> THE TASK
The data below must be copied in full and without any change.

Records from a point labeling set:
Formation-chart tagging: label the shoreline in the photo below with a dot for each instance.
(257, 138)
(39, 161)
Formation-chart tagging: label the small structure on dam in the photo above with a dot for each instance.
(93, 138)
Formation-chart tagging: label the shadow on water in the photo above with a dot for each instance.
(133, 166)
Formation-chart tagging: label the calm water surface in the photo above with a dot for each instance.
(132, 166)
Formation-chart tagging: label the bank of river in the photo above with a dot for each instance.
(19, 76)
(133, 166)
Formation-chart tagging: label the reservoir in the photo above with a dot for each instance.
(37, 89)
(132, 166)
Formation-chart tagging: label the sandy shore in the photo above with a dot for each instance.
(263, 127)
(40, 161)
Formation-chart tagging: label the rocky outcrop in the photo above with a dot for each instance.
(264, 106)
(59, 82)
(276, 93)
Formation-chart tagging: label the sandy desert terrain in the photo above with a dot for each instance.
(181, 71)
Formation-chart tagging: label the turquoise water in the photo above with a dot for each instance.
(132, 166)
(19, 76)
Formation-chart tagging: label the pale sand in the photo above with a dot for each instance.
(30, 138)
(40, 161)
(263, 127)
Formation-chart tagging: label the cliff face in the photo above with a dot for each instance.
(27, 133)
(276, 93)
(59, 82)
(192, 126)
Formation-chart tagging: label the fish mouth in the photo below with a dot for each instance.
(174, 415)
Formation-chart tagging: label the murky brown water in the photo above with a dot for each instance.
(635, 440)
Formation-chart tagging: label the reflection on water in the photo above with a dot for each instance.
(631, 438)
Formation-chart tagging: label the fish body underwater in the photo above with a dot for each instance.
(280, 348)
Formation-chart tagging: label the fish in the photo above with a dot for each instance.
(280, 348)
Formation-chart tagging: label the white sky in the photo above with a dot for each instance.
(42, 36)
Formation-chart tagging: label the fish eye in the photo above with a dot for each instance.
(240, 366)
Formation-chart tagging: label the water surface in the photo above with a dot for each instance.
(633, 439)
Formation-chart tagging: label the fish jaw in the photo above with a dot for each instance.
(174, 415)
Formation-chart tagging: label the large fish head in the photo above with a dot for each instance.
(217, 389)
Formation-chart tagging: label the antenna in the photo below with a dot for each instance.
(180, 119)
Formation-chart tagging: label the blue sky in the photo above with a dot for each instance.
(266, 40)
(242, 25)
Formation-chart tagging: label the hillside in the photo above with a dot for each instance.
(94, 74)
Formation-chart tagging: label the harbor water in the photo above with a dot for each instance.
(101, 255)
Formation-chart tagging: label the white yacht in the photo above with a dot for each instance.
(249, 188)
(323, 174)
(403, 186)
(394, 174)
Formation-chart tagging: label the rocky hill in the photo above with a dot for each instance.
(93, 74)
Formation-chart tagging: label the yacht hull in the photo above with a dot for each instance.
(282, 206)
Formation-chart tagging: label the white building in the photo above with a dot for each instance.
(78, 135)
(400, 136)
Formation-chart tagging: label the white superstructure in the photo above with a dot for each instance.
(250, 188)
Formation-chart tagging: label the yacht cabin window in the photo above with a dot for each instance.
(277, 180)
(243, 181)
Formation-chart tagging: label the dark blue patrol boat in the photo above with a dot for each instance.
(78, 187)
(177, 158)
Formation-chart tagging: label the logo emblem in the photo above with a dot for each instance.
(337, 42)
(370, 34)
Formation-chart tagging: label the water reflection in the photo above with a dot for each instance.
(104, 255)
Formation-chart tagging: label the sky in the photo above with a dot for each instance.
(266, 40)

> THE SOLUTION
Formation-chart tagging: label the shoreline in the photo below with a dot for each instance.
(257, 138)
(39, 161)
Formation-chart tagging: label the small structure on dam in the photo above with a dot for each instance.
(93, 138)
Formation-chart tagging: label the shadow on water in the photo above with a dot for each instance.
(133, 166)
Formation-chart tagging: label the calm water surface in the photo above with a dot for each instance.
(132, 166)
Formation-chart tagging: label the bank of river in the photo above with a dot for each instance.
(19, 76)
(133, 166)
Formation-chart tagging: label the reservoir in the photo above with a dot for each instance.
(37, 89)
(132, 166)
Formation-chart tagging: label the sandy shore in the photo above with a dot for each instance.
(263, 127)
(40, 161)
Formation-chart tagging: label the rocky outcrop in the photo above with a dot for each instance.
(264, 106)
(59, 82)
(276, 93)
Formation-chart tagging: label the sandy desert terrain in the photo above with a dot for each instance.
(181, 71)
Formation-chart tagging: label the turquoise water in the photo above with a dot for each instance.
(132, 166)
(19, 76)
Formation-chart tagging: label the pale sand in the photo above with a dot for each instance.
(30, 138)
(40, 161)
(263, 127)
Formation-chart tagging: label the cliff face in the photo above with a dot for each instance.
(27, 133)
(276, 93)
(59, 82)
(192, 126)
Formation-chart tagging: label the fish mouth in the photo below with a dot for each instance.
(174, 415)
Formation-chart tagging: label the murky brown water in the photo above with a dot for each instance.
(635, 440)
Formation-chart tagging: label the reflection on water in the photo above with a dot for each instance.
(631, 438)
Formation-chart tagging: label the fish body underwater in the photo above with a dot for each instance.
(280, 348)
Formation-chart tagging: label the fish in the photo above with a dot for each instance.
(280, 348)
Formation-chart tagging: label the white sky in the photo above with a dot for each instance.
(42, 36)
Formation-chart tagging: label the fish eye in the photo above with a dot for each instance.
(240, 366)
Formation-chart tagging: label the water surface in the photo above with a dot for each instance.
(633, 439)
Formation-chart tagging: label the fish jaw in the photo above with a dot for each instance.
(174, 415)
Formation-chart tagging: label the large fish head in the photo above with a dot for each instance.
(217, 389)
Formation-chart tagging: label the antenna in the photo below with a dot for each instance.
(180, 119)
Formation-chart tagging: label the blue sky in the photo above with a dot for each instance.
(266, 40)
(242, 25)
Formation-chart tagging: label the hillside in the photo above with a dot for each instance.
(94, 74)
Formation-chart tagging: label the harbor water in the photo above with a dot for each instance.
(101, 255)
Formation-chart tagging: label the white yacht in the photo above with a dot for each instance.
(249, 188)
(323, 174)
(403, 186)
(394, 174)
Formation-chart tagging: label the rocky hill in the photo above with a dot for each instance.
(93, 74)
Formation-chart tagging: label the yacht hull in the photo above with a dot for each instance.
(282, 206)
Formation-chart tagging: label the white building in the photo above with a dot for each instance.
(78, 135)
(400, 136)
Formation-chart tagging: label the white superstructure in the photo above with a dot for each instance.
(250, 188)
Formation-chart tagging: label the yacht cabin window in the photo above with a dot for each instance.
(277, 180)
(243, 181)
Formation-chart tagging: label the dark blue patrol boat in the photo above with a dot for each instance.
(78, 187)
(177, 158)
Formation-chart tagging: label the logo emblem in the photo above with a dot for each instance.
(337, 42)
(370, 34)
Formation-chart tagging: label the water reflection in the photo above with a dot for each instance.
(104, 255)
Formation-chart tagging: label the sky in the photo above with a dot for each instance.
(266, 40)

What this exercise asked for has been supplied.